**Stated problem:**
How many of the lines below contain the string "texture"? Reply with the number alone.

**Region annotation entries:**
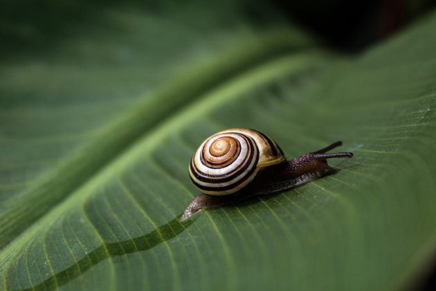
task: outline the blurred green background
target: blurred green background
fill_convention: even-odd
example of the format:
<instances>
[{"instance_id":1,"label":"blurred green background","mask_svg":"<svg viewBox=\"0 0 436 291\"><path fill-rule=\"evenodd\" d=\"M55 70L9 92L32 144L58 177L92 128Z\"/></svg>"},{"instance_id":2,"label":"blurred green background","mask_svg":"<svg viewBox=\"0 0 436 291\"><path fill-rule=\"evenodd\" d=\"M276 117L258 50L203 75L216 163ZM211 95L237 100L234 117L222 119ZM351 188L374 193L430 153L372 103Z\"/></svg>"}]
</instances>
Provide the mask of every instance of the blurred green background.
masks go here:
<instances>
[{"instance_id":1,"label":"blurred green background","mask_svg":"<svg viewBox=\"0 0 436 291\"><path fill-rule=\"evenodd\" d=\"M432 290L433 1L15 1L0 10L0 290ZM208 136L354 157L177 218Z\"/></svg>"}]
</instances>

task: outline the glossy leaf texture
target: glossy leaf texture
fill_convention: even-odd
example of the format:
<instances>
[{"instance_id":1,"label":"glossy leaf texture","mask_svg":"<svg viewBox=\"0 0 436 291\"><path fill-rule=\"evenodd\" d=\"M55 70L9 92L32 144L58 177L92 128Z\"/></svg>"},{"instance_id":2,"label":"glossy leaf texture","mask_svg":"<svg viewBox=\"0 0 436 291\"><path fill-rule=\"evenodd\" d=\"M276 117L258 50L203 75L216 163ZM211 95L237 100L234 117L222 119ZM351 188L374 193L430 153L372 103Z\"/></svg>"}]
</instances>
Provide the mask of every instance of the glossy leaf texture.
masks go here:
<instances>
[{"instance_id":1,"label":"glossy leaf texture","mask_svg":"<svg viewBox=\"0 0 436 291\"><path fill-rule=\"evenodd\" d=\"M229 3L107 8L52 53L3 62L0 288L398 290L419 276L436 242L436 14L349 58ZM180 223L198 193L191 155L233 127L289 158L339 139L354 157Z\"/></svg>"}]
</instances>

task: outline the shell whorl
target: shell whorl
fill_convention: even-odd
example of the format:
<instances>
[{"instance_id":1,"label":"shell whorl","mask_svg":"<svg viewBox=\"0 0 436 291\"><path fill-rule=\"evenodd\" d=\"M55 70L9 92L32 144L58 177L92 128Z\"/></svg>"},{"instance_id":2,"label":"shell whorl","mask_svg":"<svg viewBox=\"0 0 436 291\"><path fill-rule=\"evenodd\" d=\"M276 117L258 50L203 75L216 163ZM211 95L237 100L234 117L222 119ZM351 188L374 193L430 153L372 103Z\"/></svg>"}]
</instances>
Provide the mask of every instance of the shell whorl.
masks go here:
<instances>
[{"instance_id":1,"label":"shell whorl","mask_svg":"<svg viewBox=\"0 0 436 291\"><path fill-rule=\"evenodd\" d=\"M206 194L237 192L260 168L285 160L271 139L253 130L236 128L207 139L194 154L189 167L194 184Z\"/></svg>"}]
</instances>

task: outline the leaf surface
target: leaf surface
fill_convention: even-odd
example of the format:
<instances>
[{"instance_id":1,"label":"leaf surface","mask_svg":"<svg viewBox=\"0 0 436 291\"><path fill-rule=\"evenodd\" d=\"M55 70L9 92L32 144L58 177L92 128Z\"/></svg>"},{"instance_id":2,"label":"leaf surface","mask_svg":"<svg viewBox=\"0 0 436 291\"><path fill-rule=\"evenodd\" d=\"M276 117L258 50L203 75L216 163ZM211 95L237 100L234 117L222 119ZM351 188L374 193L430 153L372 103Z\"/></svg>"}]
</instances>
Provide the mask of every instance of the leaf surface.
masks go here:
<instances>
[{"instance_id":1,"label":"leaf surface","mask_svg":"<svg viewBox=\"0 0 436 291\"><path fill-rule=\"evenodd\" d=\"M64 44L0 68L3 289L410 283L436 240L436 15L347 58L280 20L260 29L238 15L223 28L212 17L204 35L194 24L207 17L192 17L183 34L177 13L125 9L105 12L122 33L78 37L80 58ZM150 44L144 34L163 24L170 34ZM122 37L130 62L117 58ZM89 49L113 53L89 62ZM332 162L334 175L179 223L197 195L192 154L233 127L267 134L289 158L338 139L354 157Z\"/></svg>"}]
</instances>

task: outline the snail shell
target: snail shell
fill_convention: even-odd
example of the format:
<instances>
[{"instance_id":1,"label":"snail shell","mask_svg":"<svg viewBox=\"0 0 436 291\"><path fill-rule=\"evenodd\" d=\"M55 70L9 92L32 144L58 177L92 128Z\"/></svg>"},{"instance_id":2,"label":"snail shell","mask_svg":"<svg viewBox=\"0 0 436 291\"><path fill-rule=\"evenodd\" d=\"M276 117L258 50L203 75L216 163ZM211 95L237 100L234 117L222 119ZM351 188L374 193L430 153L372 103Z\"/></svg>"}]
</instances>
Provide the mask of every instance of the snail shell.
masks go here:
<instances>
[{"instance_id":1,"label":"snail shell","mask_svg":"<svg viewBox=\"0 0 436 291\"><path fill-rule=\"evenodd\" d=\"M280 148L265 134L234 128L204 141L192 156L189 173L203 193L225 195L244 188L262 168L285 161Z\"/></svg>"}]
</instances>

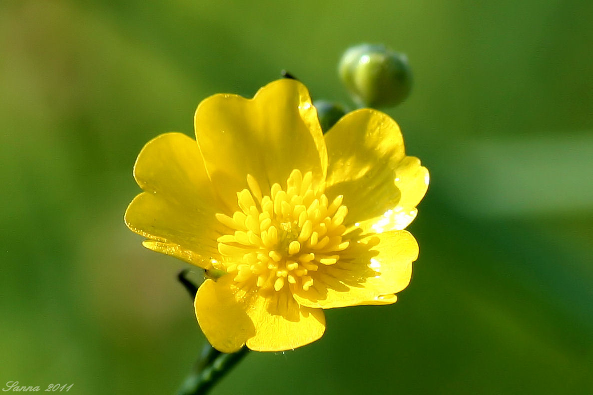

**Exercise response:**
5